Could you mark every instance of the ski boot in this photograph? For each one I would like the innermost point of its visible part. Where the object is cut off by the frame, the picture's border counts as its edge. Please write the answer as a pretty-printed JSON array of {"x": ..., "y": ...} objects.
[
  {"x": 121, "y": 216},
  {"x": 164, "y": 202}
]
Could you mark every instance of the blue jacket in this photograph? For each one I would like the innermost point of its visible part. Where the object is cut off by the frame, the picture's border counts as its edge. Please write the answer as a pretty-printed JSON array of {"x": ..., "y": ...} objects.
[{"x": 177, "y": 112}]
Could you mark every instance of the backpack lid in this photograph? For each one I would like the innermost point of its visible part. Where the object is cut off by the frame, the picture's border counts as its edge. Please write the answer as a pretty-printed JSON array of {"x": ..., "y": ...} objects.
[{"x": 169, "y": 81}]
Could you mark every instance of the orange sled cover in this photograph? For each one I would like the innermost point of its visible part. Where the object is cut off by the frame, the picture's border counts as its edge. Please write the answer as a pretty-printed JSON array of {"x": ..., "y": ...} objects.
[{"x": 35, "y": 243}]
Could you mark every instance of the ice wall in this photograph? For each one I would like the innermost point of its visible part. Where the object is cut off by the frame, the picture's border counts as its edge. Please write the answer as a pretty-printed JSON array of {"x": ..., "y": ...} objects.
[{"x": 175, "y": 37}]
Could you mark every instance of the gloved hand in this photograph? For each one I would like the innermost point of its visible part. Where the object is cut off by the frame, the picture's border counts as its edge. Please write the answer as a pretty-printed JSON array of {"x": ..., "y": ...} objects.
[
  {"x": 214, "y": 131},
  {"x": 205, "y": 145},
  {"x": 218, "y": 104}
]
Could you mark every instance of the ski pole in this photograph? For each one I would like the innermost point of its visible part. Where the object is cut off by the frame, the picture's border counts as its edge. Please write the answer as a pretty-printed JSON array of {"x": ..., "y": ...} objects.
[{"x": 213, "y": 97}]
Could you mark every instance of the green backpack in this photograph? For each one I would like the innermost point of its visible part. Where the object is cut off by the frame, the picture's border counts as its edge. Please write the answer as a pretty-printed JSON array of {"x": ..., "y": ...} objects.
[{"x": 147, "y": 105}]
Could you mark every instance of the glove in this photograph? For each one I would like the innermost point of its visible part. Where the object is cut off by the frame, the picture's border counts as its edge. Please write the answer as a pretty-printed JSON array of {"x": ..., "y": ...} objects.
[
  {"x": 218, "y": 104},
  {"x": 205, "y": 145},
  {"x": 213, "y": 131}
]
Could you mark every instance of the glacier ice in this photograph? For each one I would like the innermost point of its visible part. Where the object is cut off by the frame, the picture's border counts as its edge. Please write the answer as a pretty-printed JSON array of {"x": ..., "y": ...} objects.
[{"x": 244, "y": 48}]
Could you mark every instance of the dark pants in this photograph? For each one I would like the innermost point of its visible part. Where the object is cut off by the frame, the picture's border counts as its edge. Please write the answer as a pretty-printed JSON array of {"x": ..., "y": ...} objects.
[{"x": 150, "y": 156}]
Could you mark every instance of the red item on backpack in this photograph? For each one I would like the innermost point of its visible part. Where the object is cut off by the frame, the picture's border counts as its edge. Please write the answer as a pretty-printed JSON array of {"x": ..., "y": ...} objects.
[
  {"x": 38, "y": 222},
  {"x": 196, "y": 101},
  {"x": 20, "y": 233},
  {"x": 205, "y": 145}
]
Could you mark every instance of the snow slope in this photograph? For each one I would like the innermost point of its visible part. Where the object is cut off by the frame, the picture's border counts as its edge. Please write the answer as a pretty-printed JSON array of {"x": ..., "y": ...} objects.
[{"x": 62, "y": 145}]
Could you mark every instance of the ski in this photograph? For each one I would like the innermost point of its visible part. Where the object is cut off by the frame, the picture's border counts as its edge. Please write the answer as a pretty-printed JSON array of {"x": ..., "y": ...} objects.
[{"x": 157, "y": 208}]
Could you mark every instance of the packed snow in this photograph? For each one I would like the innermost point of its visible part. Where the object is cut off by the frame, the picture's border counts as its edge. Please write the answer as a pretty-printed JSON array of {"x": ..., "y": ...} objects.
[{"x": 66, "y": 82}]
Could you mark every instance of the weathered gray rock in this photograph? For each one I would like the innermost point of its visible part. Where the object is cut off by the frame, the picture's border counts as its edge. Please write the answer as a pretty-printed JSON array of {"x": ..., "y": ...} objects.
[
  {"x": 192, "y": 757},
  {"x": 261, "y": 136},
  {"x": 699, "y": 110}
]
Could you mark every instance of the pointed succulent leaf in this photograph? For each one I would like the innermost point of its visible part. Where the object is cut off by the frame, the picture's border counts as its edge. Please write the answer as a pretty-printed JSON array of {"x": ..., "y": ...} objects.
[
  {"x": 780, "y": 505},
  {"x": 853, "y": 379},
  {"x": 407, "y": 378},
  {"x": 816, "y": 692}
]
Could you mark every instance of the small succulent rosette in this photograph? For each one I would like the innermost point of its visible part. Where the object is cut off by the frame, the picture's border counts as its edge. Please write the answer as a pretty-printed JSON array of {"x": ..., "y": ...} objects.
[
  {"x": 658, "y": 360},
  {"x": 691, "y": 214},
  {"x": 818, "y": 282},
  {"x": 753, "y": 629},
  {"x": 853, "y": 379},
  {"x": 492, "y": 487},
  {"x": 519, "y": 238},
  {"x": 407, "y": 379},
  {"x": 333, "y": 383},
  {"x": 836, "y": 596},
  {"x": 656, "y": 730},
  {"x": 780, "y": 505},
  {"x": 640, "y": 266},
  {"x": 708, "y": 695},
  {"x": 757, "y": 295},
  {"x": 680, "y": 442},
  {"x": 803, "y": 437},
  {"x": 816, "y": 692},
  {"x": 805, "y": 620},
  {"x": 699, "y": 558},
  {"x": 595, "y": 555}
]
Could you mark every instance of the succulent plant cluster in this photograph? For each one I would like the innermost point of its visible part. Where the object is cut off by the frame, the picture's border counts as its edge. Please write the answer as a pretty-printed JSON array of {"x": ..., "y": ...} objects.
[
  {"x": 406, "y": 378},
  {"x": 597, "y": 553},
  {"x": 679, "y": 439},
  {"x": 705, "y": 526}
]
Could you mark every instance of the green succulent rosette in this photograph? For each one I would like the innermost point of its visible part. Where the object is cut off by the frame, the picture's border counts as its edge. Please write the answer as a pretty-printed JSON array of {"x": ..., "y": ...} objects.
━━━━
Could you give again exactly the lines from the line containing "Could you mark every instance of the small" through the final line of the data above, and no others?

Could you mark every instance of the small succulent rosette in this photograph? For each one I would like the innermost point of its visible part. Where the object is cut off by the frame, the picture's border counts as its edge. Please write the answer as a pretty-printed JSON array of {"x": ..., "y": ...} objects.
[
  {"x": 658, "y": 360},
  {"x": 691, "y": 214},
  {"x": 818, "y": 282},
  {"x": 753, "y": 629},
  {"x": 853, "y": 379},
  {"x": 492, "y": 487},
  {"x": 519, "y": 238},
  {"x": 407, "y": 379},
  {"x": 333, "y": 383},
  {"x": 836, "y": 596},
  {"x": 656, "y": 730},
  {"x": 780, "y": 505},
  {"x": 640, "y": 266},
  {"x": 708, "y": 695},
  {"x": 757, "y": 295},
  {"x": 680, "y": 442},
  {"x": 803, "y": 437},
  {"x": 816, "y": 692},
  {"x": 805, "y": 620},
  {"x": 699, "y": 558},
  {"x": 595, "y": 555}
]
Could you mark every instance of the succulent plant cluster in this photograph? For each one I would like the innermost point of its visible part. Where the object is cut off by the frame, the picture's border counts as its edge. Please write the answer as a pretty-printed JSON array of {"x": ..., "y": ...} objects.
[
  {"x": 406, "y": 378},
  {"x": 597, "y": 553},
  {"x": 679, "y": 439},
  {"x": 705, "y": 526}
]
Could you mark every instance of the green succulent rosette in this photograph? For each one I would like the innermost point of its visible part. Where the object is cut off by the frame, the picture's border counts as its edge. Please write the answer as a pretty-printed JSON array of {"x": ..., "y": ...} objects.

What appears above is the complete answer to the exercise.